══ DATASET RECORDS

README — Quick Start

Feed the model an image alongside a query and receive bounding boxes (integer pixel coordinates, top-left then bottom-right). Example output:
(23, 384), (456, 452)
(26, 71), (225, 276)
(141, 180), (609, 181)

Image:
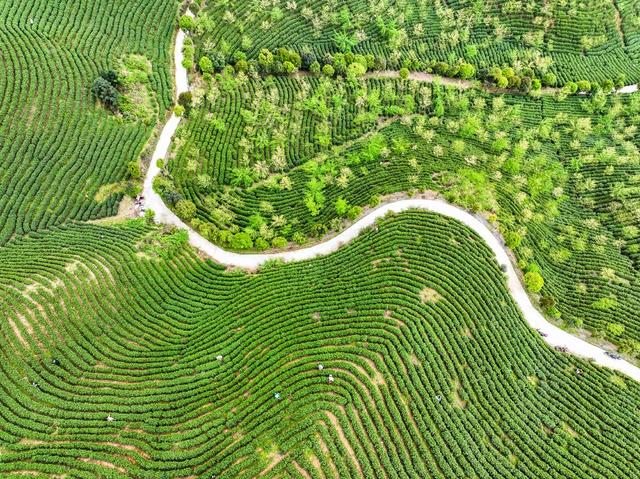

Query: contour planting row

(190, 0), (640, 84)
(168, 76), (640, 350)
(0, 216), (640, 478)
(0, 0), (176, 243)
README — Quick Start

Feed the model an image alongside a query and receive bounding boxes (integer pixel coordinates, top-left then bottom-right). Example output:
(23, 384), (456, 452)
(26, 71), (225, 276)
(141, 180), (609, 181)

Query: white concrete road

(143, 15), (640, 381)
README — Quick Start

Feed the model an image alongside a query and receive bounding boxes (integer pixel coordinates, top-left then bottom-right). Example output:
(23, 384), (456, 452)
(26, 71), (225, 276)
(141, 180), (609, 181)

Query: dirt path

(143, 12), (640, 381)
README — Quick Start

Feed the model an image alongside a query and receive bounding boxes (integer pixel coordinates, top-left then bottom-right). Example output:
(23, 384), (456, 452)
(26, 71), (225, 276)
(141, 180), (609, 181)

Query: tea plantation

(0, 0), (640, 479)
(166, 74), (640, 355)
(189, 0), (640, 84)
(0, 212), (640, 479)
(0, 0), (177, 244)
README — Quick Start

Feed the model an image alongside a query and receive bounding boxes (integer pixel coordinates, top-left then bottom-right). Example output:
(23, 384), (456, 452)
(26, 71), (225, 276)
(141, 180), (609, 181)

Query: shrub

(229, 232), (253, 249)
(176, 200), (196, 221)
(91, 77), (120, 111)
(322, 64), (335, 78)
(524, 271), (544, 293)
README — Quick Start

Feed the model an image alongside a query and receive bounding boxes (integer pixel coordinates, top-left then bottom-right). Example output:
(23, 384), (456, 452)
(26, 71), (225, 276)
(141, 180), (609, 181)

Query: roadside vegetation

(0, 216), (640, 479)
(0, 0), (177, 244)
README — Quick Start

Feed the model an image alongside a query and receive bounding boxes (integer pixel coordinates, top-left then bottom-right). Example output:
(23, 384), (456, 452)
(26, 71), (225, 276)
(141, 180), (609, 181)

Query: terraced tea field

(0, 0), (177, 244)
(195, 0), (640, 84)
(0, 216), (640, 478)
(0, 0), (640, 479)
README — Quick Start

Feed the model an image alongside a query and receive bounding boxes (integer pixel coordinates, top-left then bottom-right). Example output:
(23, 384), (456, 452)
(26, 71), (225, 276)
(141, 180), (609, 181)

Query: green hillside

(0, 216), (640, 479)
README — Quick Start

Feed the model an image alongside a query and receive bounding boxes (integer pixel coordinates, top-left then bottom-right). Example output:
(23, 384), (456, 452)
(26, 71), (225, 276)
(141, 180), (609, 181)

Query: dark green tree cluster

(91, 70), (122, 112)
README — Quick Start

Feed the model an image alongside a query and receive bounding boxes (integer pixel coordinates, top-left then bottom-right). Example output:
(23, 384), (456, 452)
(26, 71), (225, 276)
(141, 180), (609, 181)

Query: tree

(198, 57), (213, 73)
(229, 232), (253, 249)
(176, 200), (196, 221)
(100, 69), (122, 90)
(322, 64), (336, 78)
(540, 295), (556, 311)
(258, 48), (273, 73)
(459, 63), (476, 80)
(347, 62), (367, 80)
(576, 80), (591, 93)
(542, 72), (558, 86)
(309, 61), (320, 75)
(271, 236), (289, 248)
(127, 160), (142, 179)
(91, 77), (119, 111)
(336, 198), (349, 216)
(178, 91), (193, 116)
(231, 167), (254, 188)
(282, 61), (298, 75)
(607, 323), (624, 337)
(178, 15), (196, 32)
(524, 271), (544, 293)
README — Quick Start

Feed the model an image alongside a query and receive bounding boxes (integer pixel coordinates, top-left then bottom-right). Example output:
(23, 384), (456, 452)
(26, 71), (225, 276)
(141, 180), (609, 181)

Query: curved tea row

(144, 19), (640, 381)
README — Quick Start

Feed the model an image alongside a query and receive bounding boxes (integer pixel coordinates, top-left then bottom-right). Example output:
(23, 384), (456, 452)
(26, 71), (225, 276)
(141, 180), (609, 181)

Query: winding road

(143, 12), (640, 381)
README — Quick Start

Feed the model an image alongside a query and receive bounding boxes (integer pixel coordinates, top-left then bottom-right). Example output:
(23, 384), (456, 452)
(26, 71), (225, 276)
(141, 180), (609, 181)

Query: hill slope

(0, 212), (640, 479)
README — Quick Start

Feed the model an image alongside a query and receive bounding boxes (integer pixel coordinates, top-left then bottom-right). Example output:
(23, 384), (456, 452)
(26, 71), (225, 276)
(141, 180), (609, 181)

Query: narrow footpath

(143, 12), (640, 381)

════
══ DATASET RECORDS

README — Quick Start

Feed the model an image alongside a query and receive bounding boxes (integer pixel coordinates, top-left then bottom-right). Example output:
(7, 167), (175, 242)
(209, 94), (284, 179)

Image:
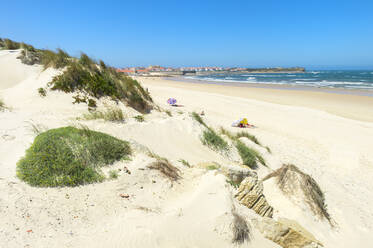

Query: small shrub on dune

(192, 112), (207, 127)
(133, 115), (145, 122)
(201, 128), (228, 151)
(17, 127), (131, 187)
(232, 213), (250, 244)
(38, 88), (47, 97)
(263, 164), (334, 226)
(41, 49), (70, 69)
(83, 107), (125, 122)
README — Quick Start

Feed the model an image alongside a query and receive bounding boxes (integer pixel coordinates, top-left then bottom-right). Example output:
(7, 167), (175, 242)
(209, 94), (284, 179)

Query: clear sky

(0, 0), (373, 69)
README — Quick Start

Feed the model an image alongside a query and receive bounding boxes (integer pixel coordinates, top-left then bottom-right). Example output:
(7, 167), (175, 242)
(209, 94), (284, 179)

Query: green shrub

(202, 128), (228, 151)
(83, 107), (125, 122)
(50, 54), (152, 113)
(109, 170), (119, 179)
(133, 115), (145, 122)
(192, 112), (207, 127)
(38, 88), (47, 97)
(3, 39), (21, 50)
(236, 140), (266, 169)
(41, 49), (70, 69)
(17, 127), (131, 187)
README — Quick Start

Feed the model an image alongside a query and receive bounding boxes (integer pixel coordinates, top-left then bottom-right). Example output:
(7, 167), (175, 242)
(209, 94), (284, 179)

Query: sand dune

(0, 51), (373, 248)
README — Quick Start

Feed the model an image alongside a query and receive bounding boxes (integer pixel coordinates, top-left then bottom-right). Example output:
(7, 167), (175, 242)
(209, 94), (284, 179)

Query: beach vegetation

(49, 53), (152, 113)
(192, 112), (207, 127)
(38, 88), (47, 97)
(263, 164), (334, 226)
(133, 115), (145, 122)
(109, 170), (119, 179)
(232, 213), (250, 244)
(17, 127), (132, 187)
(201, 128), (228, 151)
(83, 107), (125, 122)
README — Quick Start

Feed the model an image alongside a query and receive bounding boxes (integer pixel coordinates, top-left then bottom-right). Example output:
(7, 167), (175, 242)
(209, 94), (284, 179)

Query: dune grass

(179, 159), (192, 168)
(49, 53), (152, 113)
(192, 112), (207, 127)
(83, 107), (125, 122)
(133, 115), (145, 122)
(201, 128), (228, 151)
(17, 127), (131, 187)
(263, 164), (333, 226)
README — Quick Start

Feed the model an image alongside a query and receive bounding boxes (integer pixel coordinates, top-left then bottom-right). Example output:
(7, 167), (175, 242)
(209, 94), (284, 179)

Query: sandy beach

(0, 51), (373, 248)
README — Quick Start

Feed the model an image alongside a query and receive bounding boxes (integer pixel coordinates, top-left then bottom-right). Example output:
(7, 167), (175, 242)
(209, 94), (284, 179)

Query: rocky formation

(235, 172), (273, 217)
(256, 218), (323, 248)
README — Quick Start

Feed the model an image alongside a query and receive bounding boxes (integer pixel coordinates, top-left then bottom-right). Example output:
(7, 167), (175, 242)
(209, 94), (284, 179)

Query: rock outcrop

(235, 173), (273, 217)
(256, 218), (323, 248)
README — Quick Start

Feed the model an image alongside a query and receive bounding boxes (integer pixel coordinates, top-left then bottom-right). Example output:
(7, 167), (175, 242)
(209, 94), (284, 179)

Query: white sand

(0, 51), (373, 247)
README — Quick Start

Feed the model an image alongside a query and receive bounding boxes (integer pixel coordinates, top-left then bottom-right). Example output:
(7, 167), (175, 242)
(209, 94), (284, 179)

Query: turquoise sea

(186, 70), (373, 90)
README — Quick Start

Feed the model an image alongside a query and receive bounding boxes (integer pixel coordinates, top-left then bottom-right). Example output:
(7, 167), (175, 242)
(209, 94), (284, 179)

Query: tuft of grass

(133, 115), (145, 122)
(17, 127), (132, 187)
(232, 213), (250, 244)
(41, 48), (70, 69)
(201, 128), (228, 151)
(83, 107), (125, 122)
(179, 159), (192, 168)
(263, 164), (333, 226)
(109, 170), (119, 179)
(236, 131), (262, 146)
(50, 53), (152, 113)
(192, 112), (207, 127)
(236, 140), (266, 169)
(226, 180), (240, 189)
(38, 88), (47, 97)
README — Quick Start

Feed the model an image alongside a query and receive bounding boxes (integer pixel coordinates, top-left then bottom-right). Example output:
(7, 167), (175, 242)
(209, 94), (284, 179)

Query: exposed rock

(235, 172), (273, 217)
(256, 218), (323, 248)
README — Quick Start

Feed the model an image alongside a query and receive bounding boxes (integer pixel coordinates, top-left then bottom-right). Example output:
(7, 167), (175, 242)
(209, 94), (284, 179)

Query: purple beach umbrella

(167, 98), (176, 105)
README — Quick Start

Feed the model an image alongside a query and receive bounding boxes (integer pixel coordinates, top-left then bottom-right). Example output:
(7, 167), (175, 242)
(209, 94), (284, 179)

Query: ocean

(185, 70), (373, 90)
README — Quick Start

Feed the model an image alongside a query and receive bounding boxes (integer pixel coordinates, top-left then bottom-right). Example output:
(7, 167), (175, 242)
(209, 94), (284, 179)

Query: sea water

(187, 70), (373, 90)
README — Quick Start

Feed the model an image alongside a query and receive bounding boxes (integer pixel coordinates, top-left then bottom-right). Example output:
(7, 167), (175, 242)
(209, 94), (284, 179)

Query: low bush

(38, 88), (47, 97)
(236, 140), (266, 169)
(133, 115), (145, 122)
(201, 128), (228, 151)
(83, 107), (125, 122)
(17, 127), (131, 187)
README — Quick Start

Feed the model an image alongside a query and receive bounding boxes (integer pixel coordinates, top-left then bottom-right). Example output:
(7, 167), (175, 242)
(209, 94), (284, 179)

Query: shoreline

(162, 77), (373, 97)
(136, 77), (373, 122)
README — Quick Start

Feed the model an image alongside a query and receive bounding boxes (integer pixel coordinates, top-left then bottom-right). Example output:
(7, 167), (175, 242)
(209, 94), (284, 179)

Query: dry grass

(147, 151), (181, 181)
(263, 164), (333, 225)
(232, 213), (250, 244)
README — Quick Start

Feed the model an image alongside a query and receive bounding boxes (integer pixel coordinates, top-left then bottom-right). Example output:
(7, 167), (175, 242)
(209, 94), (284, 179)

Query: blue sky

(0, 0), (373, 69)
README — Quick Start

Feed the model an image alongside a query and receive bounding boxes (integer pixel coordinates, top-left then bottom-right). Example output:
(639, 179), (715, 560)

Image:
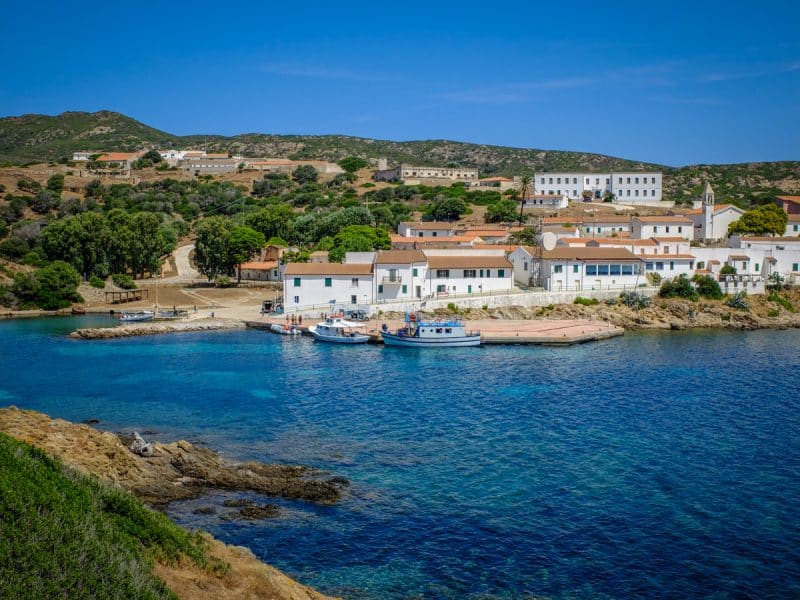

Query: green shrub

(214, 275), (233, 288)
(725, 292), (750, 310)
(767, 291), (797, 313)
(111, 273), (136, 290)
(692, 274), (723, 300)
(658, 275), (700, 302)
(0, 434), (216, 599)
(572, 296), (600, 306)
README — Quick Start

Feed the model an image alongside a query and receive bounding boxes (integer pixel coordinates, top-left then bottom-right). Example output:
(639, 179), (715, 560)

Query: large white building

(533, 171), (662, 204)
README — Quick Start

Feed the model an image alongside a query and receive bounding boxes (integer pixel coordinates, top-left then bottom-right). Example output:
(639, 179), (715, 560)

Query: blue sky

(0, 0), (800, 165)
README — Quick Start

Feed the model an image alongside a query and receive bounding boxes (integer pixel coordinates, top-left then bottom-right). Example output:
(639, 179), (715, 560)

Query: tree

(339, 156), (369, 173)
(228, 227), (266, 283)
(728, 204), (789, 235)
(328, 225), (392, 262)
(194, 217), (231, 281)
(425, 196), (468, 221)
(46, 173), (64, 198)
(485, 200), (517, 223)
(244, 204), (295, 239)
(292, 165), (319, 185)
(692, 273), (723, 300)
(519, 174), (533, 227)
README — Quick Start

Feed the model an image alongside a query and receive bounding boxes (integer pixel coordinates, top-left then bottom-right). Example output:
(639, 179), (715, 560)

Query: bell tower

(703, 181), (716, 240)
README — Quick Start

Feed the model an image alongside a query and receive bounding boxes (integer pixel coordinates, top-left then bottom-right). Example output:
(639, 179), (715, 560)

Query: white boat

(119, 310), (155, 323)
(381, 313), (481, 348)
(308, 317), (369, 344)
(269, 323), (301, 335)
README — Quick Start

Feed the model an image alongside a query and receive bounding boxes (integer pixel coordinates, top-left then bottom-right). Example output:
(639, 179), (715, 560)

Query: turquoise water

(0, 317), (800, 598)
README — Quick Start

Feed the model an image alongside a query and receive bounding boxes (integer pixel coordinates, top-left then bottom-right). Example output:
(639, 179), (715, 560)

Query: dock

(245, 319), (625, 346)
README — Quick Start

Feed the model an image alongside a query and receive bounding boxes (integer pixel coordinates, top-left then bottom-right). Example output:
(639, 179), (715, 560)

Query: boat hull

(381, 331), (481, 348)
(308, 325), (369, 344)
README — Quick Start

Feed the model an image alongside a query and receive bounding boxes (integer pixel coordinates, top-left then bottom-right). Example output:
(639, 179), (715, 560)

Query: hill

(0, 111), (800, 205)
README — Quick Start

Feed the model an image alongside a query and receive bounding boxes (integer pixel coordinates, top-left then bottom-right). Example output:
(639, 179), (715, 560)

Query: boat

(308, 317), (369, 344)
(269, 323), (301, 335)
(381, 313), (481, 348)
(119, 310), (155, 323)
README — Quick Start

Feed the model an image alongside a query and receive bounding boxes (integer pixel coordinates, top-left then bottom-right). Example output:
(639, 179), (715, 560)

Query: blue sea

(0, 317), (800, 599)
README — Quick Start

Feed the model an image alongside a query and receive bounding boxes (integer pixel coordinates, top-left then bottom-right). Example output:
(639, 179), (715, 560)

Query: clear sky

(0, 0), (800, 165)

════

> [AIM OF THE EXERCISE]:
List every line in the entries above that contains the word "vegetation". Case matters, so count only exact matches.

> [THE OUTPUT]:
Query: roadside vegetation
Query: beach vegetation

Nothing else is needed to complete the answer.